Give back each line of the listing below that contains the string "blue".

*** Opening Records to use ***

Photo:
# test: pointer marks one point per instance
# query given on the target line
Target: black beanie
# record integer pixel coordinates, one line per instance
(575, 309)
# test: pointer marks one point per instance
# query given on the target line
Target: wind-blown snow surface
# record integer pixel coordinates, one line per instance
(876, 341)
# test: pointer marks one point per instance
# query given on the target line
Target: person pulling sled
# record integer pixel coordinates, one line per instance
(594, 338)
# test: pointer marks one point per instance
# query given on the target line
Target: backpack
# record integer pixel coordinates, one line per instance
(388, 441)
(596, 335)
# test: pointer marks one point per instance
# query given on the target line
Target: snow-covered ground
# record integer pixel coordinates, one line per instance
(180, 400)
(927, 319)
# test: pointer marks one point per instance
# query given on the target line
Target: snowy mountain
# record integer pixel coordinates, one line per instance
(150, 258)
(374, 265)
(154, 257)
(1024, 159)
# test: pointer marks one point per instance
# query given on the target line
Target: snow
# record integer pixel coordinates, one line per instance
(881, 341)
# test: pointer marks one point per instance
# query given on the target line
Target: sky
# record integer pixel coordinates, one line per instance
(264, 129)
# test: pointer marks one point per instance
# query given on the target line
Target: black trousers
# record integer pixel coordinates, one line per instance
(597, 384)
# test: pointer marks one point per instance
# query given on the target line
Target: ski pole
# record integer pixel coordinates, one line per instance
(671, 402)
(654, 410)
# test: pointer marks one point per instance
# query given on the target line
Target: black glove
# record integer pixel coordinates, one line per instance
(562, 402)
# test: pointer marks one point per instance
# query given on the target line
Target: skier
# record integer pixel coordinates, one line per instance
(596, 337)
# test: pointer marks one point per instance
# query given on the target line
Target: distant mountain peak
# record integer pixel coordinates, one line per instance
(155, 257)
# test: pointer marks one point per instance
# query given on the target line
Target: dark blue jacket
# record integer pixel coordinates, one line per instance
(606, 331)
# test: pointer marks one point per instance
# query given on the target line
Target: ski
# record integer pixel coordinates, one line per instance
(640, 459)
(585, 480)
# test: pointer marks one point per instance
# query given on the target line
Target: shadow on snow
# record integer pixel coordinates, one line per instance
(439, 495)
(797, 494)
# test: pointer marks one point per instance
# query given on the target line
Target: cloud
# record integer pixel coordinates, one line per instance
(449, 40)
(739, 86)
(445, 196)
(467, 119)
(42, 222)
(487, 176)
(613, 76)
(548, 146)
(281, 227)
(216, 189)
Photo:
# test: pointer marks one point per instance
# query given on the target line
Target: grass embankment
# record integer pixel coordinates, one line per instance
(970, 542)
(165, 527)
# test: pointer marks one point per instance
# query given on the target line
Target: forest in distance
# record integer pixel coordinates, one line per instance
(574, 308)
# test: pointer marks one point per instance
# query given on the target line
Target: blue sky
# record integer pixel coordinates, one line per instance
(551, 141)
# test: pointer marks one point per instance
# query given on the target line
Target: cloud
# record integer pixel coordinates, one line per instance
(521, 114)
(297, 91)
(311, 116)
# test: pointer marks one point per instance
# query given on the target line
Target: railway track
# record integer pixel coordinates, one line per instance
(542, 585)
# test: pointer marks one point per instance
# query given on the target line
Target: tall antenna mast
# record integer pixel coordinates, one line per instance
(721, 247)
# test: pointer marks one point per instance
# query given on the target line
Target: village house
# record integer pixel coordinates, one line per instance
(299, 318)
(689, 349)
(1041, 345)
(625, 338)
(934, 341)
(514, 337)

*** Closing Records to use ***

• _Task result_
Target: dark blue jacket
Target: blue sky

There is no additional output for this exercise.